▶ TASK LIST:
- a) In the article about Marty Markowitz's charities, can you restate the passage from "New York City" up to and including "his public profile.", swapping "charities" for "foundations"?
- b) Can you carry on the article about Marty Markowitz's charities, picking up right after its last sentence?

▶ TEXT SECTION:
--- Begin ---

Marty Markowitz, the Brooklyn borough president, in his office in Borough Hall. He is known as a highly visible power broker
When one of the biggest real estate developments in Brooklyn was stalled two years ago, its owner turned to the city government for help, seeking $20 million in financing. Nearly 50 projects were applying for a small number of aid packages at the time, but this one, City Point, had a prominent supporter.
The future of Downtown Brooklyn depends on it,” Marty Markowitz, the Brooklyn borough president, declared.
City Point received the financing, and around the same time, the lead developer on the project, Acadia Realty, gave $50,000 to a charity run by Mr. Markowitz. The donation was one of a series that Acadia has made to Mr. Markowitz’s charities since 2005, totaling more than $300,000, city records and interviews show.
New York City has adopted some of the strictest rules in the nation to curb the influence of money in politics. Donors with business before it are all but barred from contributing to officials in the city’s campaign finance system.
Yet in recent years, Mr. Markowitz has found another way to tap into those donors. He has established a network of four charities that has reaped at least $20 million since 2003, and probably more, according to interviews and an analysis of city records.
That amount — remarkable for any local politician, let alone one who does not hold citywide office — is a testament to Mr. Markowitz’s stature as a Brooklyn power broker and to his intense focus on building these nonprofit groups. They have in turn played an important role in burnishing his public profile.

--- End ---

[Source records]
--- Begin ---

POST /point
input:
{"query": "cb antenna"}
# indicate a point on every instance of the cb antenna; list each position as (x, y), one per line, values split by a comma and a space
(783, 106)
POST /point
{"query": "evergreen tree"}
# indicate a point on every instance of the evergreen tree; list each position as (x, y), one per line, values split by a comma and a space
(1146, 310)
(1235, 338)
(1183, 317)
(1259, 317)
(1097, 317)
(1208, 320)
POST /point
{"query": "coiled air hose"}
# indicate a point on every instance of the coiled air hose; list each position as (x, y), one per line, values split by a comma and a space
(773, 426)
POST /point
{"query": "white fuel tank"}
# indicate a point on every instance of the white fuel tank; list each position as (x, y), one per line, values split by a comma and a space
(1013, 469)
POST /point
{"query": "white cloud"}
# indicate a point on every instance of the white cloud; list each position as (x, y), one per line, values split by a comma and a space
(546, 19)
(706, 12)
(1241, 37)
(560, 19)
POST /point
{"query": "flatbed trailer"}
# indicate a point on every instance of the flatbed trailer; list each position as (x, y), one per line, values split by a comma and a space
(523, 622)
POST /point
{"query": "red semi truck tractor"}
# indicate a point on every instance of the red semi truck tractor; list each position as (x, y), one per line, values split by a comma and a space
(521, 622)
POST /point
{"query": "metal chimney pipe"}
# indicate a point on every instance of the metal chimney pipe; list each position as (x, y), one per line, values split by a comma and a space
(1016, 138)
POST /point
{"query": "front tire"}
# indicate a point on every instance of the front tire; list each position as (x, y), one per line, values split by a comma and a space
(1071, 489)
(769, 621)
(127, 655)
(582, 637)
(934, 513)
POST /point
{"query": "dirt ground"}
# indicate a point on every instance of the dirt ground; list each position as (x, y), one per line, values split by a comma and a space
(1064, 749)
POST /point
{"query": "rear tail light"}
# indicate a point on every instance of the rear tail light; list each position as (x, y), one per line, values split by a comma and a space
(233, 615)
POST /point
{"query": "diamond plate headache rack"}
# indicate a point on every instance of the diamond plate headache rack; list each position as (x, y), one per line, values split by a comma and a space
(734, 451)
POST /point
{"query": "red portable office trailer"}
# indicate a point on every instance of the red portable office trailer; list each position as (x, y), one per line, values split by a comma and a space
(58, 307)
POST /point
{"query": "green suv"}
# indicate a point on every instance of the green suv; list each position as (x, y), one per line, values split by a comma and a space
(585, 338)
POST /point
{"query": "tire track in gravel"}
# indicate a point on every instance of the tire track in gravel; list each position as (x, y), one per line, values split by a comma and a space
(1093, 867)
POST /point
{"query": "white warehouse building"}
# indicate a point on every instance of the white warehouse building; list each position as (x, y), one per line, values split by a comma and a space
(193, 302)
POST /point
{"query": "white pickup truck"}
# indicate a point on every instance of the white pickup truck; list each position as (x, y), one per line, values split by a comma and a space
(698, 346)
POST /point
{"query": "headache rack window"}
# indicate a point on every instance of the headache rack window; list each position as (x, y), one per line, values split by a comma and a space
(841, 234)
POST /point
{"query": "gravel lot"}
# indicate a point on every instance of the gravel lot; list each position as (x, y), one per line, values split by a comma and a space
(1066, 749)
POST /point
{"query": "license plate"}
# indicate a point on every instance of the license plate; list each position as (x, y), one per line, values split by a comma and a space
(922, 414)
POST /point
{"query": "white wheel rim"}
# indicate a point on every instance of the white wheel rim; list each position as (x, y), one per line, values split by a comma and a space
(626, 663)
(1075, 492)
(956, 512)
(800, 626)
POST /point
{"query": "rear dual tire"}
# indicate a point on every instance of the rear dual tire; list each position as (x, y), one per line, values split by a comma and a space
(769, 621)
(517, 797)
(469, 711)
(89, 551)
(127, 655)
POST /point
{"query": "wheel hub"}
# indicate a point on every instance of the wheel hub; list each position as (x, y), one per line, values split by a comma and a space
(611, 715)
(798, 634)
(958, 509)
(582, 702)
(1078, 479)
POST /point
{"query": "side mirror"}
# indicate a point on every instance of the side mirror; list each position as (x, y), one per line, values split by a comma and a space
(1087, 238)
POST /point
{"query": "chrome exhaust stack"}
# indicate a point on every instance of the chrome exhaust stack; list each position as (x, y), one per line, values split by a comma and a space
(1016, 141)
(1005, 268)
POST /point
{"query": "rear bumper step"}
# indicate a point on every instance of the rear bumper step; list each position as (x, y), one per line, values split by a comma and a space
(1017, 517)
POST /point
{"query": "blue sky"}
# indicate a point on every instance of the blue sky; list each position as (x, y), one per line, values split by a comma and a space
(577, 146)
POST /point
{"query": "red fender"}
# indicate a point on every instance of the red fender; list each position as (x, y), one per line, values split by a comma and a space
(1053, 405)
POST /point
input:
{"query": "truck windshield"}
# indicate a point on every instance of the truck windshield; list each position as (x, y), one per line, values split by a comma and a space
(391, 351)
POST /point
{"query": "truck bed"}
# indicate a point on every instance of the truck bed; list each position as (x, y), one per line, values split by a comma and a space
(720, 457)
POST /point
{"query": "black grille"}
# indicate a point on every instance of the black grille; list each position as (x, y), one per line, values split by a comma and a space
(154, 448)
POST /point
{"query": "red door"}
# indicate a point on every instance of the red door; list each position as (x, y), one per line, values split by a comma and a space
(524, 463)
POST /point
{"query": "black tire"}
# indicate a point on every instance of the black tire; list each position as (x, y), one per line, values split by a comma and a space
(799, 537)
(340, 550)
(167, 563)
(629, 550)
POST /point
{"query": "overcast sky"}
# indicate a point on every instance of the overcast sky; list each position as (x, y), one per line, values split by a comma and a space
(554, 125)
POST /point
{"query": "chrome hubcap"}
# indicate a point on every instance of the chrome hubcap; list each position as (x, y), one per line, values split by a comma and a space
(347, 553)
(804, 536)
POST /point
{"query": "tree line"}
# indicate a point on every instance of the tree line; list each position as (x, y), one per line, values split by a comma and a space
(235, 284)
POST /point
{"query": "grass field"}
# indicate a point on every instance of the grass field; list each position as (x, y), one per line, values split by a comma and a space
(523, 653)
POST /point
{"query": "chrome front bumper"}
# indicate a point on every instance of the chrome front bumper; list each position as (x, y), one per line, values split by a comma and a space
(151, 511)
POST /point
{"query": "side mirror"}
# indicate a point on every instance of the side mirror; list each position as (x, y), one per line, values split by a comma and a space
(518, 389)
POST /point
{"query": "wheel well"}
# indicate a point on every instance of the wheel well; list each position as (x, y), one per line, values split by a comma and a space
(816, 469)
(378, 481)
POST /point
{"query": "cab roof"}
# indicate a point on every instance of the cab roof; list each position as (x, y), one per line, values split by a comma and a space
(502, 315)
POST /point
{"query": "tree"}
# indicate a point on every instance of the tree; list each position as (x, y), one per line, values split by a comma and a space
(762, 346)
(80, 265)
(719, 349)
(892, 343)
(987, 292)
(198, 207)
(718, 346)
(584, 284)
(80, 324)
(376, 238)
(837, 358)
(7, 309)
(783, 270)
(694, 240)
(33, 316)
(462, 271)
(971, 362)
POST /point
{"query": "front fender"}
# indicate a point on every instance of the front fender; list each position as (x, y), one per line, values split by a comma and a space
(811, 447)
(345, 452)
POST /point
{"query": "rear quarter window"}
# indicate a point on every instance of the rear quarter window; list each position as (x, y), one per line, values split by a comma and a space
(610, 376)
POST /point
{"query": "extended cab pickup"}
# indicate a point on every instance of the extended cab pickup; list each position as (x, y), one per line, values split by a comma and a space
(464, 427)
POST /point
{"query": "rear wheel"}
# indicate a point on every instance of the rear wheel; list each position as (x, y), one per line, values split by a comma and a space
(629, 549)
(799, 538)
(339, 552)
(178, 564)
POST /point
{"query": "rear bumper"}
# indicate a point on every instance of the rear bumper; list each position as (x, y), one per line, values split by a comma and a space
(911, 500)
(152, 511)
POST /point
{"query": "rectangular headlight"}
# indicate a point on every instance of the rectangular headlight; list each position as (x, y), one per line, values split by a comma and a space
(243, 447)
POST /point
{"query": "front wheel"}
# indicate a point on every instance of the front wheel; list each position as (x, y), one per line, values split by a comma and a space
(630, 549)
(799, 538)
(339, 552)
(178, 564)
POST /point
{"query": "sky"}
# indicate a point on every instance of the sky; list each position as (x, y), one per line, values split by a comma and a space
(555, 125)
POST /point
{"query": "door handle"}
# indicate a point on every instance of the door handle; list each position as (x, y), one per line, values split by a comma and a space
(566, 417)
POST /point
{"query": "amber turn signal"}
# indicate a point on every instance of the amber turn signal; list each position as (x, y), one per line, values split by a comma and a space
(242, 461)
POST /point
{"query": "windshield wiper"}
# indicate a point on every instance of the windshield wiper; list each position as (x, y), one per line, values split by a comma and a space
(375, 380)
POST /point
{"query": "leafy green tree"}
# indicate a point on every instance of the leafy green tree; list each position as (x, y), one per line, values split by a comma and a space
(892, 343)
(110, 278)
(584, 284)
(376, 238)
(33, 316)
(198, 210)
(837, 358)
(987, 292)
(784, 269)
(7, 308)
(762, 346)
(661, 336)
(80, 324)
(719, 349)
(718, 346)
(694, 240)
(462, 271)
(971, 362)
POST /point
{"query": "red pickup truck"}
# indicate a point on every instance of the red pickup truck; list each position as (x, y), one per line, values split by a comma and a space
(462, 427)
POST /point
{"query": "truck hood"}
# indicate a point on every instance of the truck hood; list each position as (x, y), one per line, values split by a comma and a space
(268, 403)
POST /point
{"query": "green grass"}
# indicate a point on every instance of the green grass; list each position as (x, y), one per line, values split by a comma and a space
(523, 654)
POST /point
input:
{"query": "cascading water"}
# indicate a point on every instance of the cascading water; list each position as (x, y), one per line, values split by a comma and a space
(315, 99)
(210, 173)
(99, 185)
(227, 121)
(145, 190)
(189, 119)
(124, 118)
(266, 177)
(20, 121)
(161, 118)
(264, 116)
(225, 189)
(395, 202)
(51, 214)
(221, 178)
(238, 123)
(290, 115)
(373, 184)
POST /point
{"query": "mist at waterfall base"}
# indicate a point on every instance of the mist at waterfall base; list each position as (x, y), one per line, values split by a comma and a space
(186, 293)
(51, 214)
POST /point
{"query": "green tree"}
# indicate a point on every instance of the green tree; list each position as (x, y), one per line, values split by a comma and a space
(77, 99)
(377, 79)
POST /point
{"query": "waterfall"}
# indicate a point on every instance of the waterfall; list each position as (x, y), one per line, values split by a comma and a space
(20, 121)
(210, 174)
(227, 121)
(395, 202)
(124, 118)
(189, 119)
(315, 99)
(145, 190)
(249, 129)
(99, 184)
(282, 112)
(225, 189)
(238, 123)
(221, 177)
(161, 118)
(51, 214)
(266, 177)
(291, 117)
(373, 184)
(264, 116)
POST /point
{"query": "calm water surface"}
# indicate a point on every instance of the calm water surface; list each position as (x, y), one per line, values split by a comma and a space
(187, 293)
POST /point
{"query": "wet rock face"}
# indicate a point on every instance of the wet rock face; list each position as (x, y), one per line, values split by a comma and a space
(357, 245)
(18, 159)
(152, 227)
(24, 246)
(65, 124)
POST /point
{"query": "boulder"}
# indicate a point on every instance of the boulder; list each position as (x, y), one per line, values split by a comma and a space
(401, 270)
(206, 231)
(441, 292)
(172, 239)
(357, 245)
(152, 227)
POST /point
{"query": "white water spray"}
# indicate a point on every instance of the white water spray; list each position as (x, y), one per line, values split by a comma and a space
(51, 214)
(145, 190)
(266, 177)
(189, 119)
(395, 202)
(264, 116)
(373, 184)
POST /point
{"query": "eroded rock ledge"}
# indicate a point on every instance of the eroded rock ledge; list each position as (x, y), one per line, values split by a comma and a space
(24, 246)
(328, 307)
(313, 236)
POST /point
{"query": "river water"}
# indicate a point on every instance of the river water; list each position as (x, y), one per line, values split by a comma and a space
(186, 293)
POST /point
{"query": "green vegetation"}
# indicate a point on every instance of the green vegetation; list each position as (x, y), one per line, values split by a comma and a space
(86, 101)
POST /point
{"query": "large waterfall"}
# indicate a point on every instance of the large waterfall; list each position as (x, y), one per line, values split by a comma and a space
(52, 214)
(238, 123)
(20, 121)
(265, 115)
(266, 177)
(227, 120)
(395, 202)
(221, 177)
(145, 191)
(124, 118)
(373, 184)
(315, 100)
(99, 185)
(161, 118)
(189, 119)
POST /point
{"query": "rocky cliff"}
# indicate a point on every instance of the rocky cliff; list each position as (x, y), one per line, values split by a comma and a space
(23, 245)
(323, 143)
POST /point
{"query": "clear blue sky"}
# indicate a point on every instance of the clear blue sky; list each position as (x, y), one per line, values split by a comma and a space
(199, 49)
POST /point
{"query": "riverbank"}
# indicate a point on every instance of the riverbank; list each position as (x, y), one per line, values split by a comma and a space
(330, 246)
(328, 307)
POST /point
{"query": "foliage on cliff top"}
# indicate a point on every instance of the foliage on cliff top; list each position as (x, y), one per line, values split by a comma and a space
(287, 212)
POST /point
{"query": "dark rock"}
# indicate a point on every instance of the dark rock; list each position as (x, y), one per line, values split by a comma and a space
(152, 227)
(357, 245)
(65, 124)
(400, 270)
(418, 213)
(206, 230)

--- End ---

▶ RESPONSES IN ORDER:
- a)
New York City has adopted some of the strictest rules in the nation to curb the influence of money in politics. Donors with business before it are all but barred from contributing to officials in the city’s campaign finance system.
Yet in recent years, Mr. Markowitz has found another way to tap into those donors. He has established a network of four foundations that has reaped at least $20 million since 2003, and probably more, according to interviews and an analysis of city records.
That amount — remarkable for any local politician, let alone one who does not hold citywide office — is a testament to Mr. Markowitz’s stature as a Brooklyn power broker and to his intense focus on building these nonprofit groups. They have in turn played an important role in burnishing his public profile.

- b)
When the charities hold public events, Mr. Markowitz, who has been borough president since 2002, is typically in the spotlight. His free summer concerts, during which he is master of ceremonies, offer a chance to “Party With Marty,” as the slogan goes.
The donors to the nonprofit groups range from huge corporations like Wal-Mart and TD Bank to local entrepreneurs, but they usually have one thing in common: They have a stake in city legislation, real estate projects, zoning disputes and other Brooklyn issues.
Mr. Markowitz has often personally cajoled wealthy executives to give tens of thousands of dollars at a time to his nonprofit groups. Some recalled that he was relentless, seemingly unable to take no for an answer.
His nonprofit network is so intertwined with his office that anyone who wants to hold events in Brooklyn Borough Hall, a stately Greek Revival building on Joralemon Street, pays a fee to one of the charities, Best of Brooklyn, not to the city. Those fees in recent years have totaled nearly $200,000, records show.
Mr. Markowitz, 66, a Democrat, is considering running for mayor in 2013. He is known as a tireless Brooklyn booster who, with the help of two city-paid drivers, keeps a busy public schedule, including appearances on behalf of the charities.
As borough president, Mr. Markowitz has limited power. Many decisions on local issues are made by the mayor and the City Council. But Mr. Markowitz can make recommendations on zoning and on capital spending, and he appoints members to community boards.
More important, Mr. Markowitz has made himself a key player in Brooklyn by forming alliances and excelling at public relations. Businesses, if not seeking official approval from him, rely on him to cut through the city bureaucracy to help make projects happen or make problems disappear. With his outsize presence in the news media, real estate developers prefer to have him on their side.
Mr. Markowitz has recently run into ethics troubles over the boundaries between his personal interests and his official duties. He was fined $20,000 in July by the city’s Conflicts of Interest Board for accepting free foreign travel for his wife, Jamie. Earlier in the year, the board fined him $2,000 for using his chief of staff, Carlo A. Scissura, as his lawyer at a real estate closing.
But Mr. Markowitz’s role in fund-raising for his nonprofit groups has gone virtually unquestioned.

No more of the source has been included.